* **Problem set**:
• 1. From the TMVA storage report, reproduce the passage starting with "Functionality for parsing a Keras" and going on through "SOFIE's RModel object.".
• 2. In the TMVA storage report, shorten the paragraph that begins "The Toolkit for Multivariate Data Analysis (TMVA) is a sub-module" while keeping its main facts.

* **Extract**:
━━━━━━━━━━━━━━━━

Home

Root Storage of Deep Learning Models in TMVA

Following is the Google Summer of Code 2021 Final Report on Project Root Storage of Deep Learning Models in TMVA conducted under CERN-HSF.

Project Details


Student's Name	Sanjiban Sengupta
Mentors	Lorenzo Moneta, Sitong An, Anirudh Dagar
Organization	Root-Project (CERN-HSF)
Organization Code Repository	https://github.com/root-project/root
Project Page	https://summerofcode.withgoogle.com/projects/#5424575602491392
Code Implementations	https://github.com/root-project/root/pulls?q=author:sanjibansg
Documentation Blog	https://blog.sanjiban.ml/series/gsoc

About Project

The Toolkit for Multivariate Data Analysis (TMVA) is a sub-module of ROOT which provides a machine learning environment for conducting the training, testing, and evaluation of various multivariate methods especially used in High-energy Physics. Recently, the TMVA team introduced SOFIE ( System for Fast Inference code Emit) which facilitates its own intermediate representation of deep learning models following the ONNX standards. To facilitate the usage, storage, and exchange of these models, this project aimed at developing the storage functionality of Deep Learning models in the .root format, popular in the High Energy Physics community.

Deliverables

Functionality for serialization of RModel for storing a trained deep learning model in .root format.
Functionality for parsing a Keras .h5 file into a RModel object for generation of inference code.
Functionality for parsing a PyTorch .pt file into a RModel object for generation of inference code.
Tests and Tutorials for various parsers of TMVA SOFIE's RModel object.

Implementations

1. Serialization of RModel PR#8666

Link to Blog article: https://blog.sanjiban.ml/root-project-introducing-sofie
Description RModel is the primary class defined in SOFIE for storing the configuration and weights of a trained deep learning model, and ROperator is the abstract base class from which various operators are derived. Following ONNX standards, the ROperators are responsible for generating specific inference codes to operate on input tensors and provide the outputs as per the attributes provided. It was required to make the RModel class serializable so that it can be saved in .root format.

━━━━━━━━━━━━━━━━

Data listing:

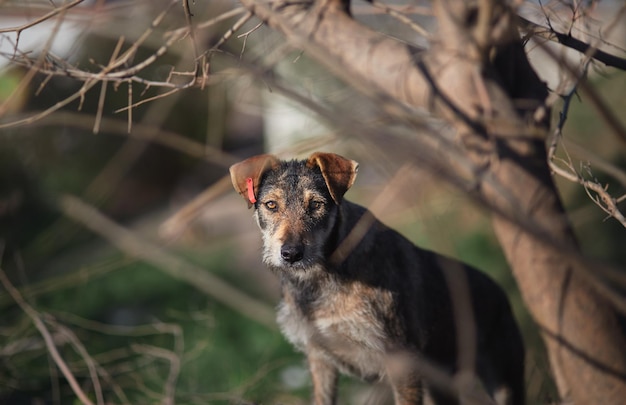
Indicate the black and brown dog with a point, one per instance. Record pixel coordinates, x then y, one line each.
361 299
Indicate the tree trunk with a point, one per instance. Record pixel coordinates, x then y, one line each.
467 78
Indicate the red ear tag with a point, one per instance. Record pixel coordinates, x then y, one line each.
250 185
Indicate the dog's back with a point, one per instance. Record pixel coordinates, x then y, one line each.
360 298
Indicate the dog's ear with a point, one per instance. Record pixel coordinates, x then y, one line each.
339 172
246 175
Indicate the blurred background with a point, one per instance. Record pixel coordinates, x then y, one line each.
115 222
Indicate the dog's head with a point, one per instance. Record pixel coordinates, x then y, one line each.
296 204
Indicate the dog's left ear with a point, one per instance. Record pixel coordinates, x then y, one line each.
339 172
246 175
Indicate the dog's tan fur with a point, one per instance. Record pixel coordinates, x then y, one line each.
378 310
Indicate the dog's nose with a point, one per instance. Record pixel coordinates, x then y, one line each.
292 253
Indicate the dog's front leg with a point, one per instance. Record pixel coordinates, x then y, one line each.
405 380
324 375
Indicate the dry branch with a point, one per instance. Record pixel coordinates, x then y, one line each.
131 244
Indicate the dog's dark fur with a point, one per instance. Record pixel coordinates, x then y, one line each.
359 298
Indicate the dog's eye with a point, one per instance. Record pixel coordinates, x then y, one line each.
271 205
315 205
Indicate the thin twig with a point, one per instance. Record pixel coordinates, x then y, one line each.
43 330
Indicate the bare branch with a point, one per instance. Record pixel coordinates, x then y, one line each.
158 256
43 330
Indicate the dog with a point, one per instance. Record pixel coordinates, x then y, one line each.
360 299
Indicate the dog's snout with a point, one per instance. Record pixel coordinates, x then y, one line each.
292 253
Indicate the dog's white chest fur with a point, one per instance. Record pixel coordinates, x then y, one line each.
344 330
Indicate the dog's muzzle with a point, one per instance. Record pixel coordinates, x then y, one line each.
292 253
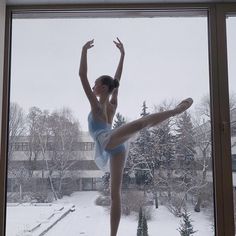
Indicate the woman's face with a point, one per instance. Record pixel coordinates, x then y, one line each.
98 87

━━━━━━━━━━━━━━━━

* **Correct answers**:
• 1.
Functionality for parsing a Keras .h5 file into a RModel object for generation of inference code.
Functionality for parsing a PyTorch .pt file into a RModel object for generation of inference code.
Tests and Tutorials for various parsers of TMVA SOFIE's RModel object.

• 2. TMVA, a ROOT sub-module, offers a machine learning environment for training, testing, and evaluating multivariate methods, especially those used in High-energy Physics. The TMVA team recently introduced SOFIE (System for Fast Inference code Emit), which has its own intermediate representation of deep learning models that follows ONNX standards. The project aimed to make these models easier to use, store, and exchange by adding storage of deep learning models in the .root format, which is popular in High Energy Physics.